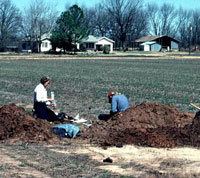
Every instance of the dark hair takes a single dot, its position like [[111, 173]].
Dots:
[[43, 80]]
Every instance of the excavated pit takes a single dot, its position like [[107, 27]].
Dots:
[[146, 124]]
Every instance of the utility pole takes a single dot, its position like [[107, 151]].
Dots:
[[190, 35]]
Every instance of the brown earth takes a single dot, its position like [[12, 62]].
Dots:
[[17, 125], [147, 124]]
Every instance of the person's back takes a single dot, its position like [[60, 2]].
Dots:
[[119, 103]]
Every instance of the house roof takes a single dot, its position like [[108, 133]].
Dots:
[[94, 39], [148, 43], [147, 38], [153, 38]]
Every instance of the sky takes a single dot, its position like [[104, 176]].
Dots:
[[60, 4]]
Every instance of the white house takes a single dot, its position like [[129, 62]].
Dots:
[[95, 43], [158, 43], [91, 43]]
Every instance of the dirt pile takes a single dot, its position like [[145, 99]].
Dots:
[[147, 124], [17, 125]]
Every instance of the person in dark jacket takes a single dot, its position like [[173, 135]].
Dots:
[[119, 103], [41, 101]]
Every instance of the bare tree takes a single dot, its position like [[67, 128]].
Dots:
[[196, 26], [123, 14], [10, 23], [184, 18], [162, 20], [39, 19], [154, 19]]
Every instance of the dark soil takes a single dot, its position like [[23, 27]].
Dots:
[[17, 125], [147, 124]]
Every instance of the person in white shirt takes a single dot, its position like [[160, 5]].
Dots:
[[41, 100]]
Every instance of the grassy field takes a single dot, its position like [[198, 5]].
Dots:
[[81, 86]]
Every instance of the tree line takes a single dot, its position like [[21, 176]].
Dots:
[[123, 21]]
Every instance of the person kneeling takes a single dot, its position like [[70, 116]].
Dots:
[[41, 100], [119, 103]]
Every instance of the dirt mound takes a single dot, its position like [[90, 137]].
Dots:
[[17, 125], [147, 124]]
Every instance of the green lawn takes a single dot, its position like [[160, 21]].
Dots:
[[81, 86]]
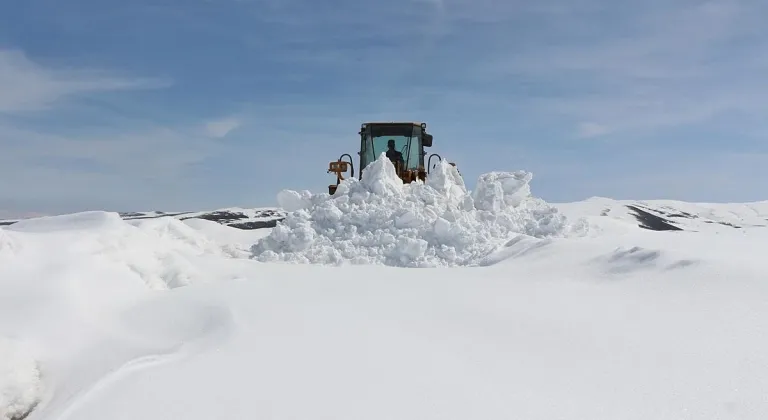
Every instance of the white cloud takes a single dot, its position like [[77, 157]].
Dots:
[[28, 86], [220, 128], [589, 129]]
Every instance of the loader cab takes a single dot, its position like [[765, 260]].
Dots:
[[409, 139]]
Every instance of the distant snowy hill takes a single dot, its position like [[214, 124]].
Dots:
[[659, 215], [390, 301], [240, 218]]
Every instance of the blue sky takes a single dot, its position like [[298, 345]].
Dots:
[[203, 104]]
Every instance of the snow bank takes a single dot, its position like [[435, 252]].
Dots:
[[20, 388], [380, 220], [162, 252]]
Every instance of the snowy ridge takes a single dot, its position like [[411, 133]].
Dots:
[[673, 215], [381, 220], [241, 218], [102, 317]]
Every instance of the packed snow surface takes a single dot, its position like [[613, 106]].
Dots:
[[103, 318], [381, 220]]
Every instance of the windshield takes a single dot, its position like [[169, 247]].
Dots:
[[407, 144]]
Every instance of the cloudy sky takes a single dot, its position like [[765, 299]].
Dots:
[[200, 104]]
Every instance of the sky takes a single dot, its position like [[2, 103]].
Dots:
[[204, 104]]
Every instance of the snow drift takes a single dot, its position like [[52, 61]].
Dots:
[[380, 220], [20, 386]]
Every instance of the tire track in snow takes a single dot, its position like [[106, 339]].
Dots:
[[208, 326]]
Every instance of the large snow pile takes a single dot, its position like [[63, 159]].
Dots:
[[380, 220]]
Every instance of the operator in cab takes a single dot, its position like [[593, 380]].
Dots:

----------

TASK TO COMPLETE:
For each line above, output its wording exactly and leave out any picture.

COMPLETED EXERCISE:
Every instance of the dark hair takes a single dot, its position like [[111, 173]].
Dots:
[[43, 80]]
Every instance of the excavated pit takes a single dot, its position like [[107, 27]].
Dots:
[[146, 124]]
Every instance of the utility pole takes a single dot, its position like [[107, 151]].
Dots:
[[190, 35]]
Every instance of the brown earth takes a single dot, its position like [[12, 62]].
Dots:
[[17, 125], [147, 124]]
Every instance of the person's back takes a single dot, its position like [[60, 2]].
Dots:
[[119, 103]]
Every instance of the house roof takes a single dot, its position like [[108, 133]].
Dots:
[[94, 39], [148, 43], [147, 38], [153, 38]]
Every instance of the sky takes a single dot, its position like [[104, 176]].
Dots:
[[60, 4]]
Every instance of the white house takes a single dot, its position like [[129, 62]].
Dots:
[[95, 43], [158, 43], [91, 43]]
Every instance of the dirt pile takes a single dot, its position like [[145, 99]].
Dots:
[[147, 124], [17, 125]]
Every instance of the person in dark jacket takes a single dot, its position like [[173, 135]].
Dots:
[[119, 103], [41, 101]]
Every instance of the bare tree takes a single dot, its position like [[67, 128]].
Dots:
[[196, 26], [123, 14], [10, 23], [184, 18], [162, 20], [39, 19], [154, 19]]
Every instance of the dark soil takes a single dot, its position like [[23, 27]].
Dots:
[[17, 125], [147, 124]]
Every instance of the person in white shirt takes a single dot, its position like [[160, 5]].
Dots:
[[41, 100]]
Every instance of the grassy field takes a single dot, its position like [[198, 5]].
Dots:
[[81, 86]]
Every instance of the tree line takes a single dot, its position like [[21, 176]].
Dots:
[[123, 21]]
Every instance of the person kneeling takes a single dot, its position like [[70, 116]].
Dots:
[[41, 100], [119, 103]]
Every instance of the dirt mound takes a single dot, its position like [[90, 137]].
Dots:
[[17, 125], [147, 124]]
Every instance of the green lawn takes a single dot, its position like [[160, 21]].
Dots:
[[81, 86]]
Every instance of the white cloud takes a single dot, its position like [[77, 157]].
Dots:
[[28, 86], [220, 128], [589, 129]]
Every instance of the loader cab takes a single dot, its position like [[765, 260]].
Dots:
[[409, 139]]
Every instance of the distant snowy hill takes a single dot, its position like [[214, 124]].
Dots:
[[659, 215], [390, 301], [240, 218]]
Every instance of the blue sky takes a single dot, its position like [[298, 345]].
Dots:
[[203, 104]]
Every instance of the snow bank takes a single dot, its position like [[435, 252]].
Dots:
[[20, 388], [380, 220], [162, 252]]
Every instance of the snowy ridge takes a single dot, its position like [[411, 133]].
Dots:
[[673, 215], [381, 220], [241, 218], [102, 317]]
Every instance of the packed snow surface takes a single dot, its position like [[613, 106]].
Dots:
[[103, 318], [381, 220]]
Every instance of the windshield takes a single dot, its position like [[169, 247]].
Dots:
[[407, 144]]
Every instance of the cloudy sky takes a single dot, its position like [[765, 299]].
Dots:
[[200, 104]]
Every instance of the sky takes a single dot, its position like [[2, 103]].
Dots:
[[204, 104]]
Every instance of the snow drift takes a single dot, its position like [[52, 61]].
Dots:
[[380, 220], [20, 386]]
Every instance of the tire track in snow takes a single dot, its position like [[106, 339]].
Dots:
[[208, 326]]
Every instance of the large snow pile takes a single dot, its position like [[63, 159]].
Dots:
[[380, 220]]
Every instance of the operator in cab takes a single dot, its position like [[593, 380]].
Dots:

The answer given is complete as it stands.